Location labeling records
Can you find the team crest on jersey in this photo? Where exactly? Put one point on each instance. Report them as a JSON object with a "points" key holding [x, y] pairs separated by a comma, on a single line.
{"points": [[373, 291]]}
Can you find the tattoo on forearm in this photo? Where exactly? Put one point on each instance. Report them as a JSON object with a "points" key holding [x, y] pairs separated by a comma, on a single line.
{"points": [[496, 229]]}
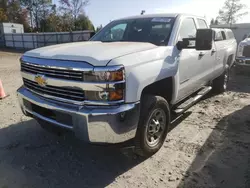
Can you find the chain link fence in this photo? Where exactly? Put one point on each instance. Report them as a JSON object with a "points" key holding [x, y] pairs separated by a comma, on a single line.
{"points": [[36, 40]]}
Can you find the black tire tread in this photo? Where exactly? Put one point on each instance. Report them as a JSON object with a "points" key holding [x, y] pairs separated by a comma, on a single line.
{"points": [[148, 103]]}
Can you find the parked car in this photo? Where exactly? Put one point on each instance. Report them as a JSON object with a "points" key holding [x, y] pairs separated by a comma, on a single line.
{"points": [[243, 53], [128, 81]]}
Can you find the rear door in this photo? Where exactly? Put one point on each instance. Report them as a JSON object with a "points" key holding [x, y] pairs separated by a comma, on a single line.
{"points": [[207, 59], [189, 61], [220, 45]]}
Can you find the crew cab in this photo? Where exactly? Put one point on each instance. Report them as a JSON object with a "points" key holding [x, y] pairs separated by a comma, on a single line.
{"points": [[128, 81], [243, 53]]}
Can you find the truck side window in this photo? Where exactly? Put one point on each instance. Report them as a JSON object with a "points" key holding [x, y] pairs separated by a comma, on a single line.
{"points": [[223, 35], [202, 24], [188, 29], [230, 35], [115, 33], [218, 36]]}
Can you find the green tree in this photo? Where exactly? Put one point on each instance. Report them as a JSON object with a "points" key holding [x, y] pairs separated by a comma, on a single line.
{"points": [[232, 11], [83, 23], [74, 8], [38, 12], [98, 28]]}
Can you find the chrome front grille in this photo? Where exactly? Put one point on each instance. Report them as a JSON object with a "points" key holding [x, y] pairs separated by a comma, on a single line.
{"points": [[246, 51], [53, 73], [66, 93]]}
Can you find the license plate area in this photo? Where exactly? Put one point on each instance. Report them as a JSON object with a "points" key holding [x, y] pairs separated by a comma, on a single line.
{"points": [[58, 116]]}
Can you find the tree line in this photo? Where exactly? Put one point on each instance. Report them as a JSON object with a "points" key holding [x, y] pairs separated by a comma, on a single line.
{"points": [[230, 13], [44, 16]]}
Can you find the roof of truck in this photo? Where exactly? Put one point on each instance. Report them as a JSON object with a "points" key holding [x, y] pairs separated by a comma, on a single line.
{"points": [[157, 15]]}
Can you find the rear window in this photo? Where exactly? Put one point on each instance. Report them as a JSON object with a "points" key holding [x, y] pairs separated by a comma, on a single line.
{"points": [[202, 24]]}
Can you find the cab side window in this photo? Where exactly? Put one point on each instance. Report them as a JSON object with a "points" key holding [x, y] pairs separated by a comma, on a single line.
{"points": [[188, 29], [223, 35], [218, 36], [202, 24]]}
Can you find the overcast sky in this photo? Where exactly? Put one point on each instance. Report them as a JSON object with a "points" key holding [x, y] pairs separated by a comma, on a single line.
{"points": [[103, 11]]}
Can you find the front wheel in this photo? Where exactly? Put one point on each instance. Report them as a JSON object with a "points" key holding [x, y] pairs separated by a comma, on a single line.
{"points": [[153, 125]]}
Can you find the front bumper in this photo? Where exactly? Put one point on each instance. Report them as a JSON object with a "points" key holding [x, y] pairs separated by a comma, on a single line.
{"points": [[242, 61], [92, 124]]}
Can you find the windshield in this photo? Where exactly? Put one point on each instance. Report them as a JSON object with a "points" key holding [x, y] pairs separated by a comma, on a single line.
{"points": [[153, 30]]}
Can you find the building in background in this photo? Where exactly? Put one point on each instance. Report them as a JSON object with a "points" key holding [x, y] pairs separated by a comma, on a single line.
{"points": [[11, 28], [240, 30]]}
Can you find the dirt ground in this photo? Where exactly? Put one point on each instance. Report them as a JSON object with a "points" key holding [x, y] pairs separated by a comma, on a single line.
{"points": [[209, 146]]}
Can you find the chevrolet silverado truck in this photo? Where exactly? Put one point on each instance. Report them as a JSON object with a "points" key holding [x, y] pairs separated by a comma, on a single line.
{"points": [[243, 53], [127, 82]]}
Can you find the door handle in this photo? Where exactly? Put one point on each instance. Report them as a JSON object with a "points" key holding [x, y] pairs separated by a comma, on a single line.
{"points": [[201, 54]]}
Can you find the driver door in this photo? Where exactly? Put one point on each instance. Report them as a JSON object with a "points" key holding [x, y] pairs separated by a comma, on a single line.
{"points": [[190, 61]]}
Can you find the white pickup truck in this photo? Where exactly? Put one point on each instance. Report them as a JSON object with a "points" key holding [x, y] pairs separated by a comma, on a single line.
{"points": [[243, 53], [127, 81]]}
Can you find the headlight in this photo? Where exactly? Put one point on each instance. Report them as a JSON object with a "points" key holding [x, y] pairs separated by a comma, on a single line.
{"points": [[115, 95], [111, 76], [99, 75], [240, 50]]}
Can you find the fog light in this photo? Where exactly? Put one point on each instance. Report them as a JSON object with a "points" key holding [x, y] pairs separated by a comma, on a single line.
{"points": [[122, 116]]}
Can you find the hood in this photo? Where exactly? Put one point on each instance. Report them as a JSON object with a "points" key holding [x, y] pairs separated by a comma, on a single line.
{"points": [[95, 53]]}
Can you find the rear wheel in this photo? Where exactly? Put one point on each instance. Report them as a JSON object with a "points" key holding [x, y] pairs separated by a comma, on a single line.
{"points": [[220, 84], [153, 125]]}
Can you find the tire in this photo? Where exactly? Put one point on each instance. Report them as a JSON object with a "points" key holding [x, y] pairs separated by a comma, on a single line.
{"points": [[150, 106], [220, 84]]}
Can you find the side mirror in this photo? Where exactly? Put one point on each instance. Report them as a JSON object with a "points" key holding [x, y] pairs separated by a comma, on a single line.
{"points": [[182, 44], [204, 39]]}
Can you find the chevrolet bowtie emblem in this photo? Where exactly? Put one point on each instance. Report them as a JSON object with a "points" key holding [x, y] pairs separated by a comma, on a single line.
{"points": [[41, 80]]}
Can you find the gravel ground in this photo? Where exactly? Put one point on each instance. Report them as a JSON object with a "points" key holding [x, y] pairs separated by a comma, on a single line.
{"points": [[209, 146]]}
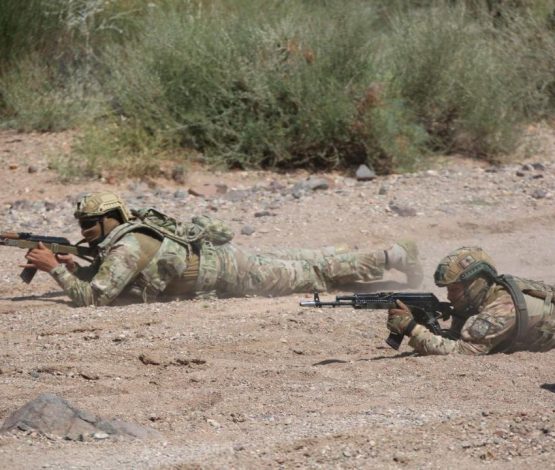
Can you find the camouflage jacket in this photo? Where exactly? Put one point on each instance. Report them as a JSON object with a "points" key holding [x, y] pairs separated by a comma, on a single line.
{"points": [[133, 260], [494, 324]]}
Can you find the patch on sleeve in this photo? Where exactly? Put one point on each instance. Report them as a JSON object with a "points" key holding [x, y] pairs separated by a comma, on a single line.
{"points": [[480, 328]]}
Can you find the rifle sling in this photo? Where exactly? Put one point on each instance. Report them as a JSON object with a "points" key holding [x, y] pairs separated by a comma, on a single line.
{"points": [[521, 311]]}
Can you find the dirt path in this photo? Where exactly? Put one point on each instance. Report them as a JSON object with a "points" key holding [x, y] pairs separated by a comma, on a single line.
{"points": [[261, 382]]}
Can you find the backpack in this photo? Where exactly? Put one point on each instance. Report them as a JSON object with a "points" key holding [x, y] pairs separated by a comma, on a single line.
{"points": [[200, 229]]}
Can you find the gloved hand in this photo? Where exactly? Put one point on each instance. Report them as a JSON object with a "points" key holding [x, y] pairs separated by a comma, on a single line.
{"points": [[400, 319]]}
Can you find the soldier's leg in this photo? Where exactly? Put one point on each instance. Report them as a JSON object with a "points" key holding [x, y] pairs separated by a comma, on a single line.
{"points": [[246, 273], [354, 266], [306, 254]]}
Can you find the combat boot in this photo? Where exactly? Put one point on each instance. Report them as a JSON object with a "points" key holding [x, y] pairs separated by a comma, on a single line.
{"points": [[403, 256]]}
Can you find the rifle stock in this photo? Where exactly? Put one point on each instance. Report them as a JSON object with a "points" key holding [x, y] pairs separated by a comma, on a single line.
{"points": [[425, 307], [58, 245]]}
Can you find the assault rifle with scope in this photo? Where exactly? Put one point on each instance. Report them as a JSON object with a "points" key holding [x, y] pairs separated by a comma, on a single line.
{"points": [[58, 245], [426, 309]]}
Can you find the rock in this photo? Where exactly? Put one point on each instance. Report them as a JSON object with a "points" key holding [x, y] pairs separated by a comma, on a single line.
{"points": [[179, 194], [51, 415], [538, 166], [403, 211], [178, 174], [365, 173], [213, 423], [237, 195], [539, 194], [208, 190], [314, 183], [264, 213], [150, 358], [247, 230]]}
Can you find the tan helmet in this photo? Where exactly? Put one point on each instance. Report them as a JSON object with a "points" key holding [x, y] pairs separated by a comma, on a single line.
{"points": [[464, 265], [97, 204]]}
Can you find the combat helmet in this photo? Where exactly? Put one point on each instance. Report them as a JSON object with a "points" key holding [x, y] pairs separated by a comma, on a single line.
{"points": [[472, 267], [464, 265], [100, 203]]}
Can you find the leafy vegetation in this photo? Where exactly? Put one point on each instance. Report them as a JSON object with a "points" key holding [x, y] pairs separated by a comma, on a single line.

Goal | Write out the records again from the line that contains "Can you find the tan" through the end of the records, changing "helmet" to "cap" and keeping everything else the same.

Output for this exercise |
Can you find the tan cap in this photo? Where exactly? Put one point on each instance. Report them as a JSON object with a "points" key holding [x, y] pairs separated by a comma, on a single line.
{"points": [[464, 265], [97, 204]]}
Can you find the combat cap in this photo? Where exactly? Put one point on each instance. Report them as a JSON object with a "points" key holding [x, y] pairs separated by a comma, on a single line.
{"points": [[472, 267], [464, 265], [100, 203]]}
Can you find the leafy vegetation in this photo? Where exactly? Put one point on each instance. Report them as a JSON object with a "points" key holding [x, y] pairs separated by a comma, on a single line.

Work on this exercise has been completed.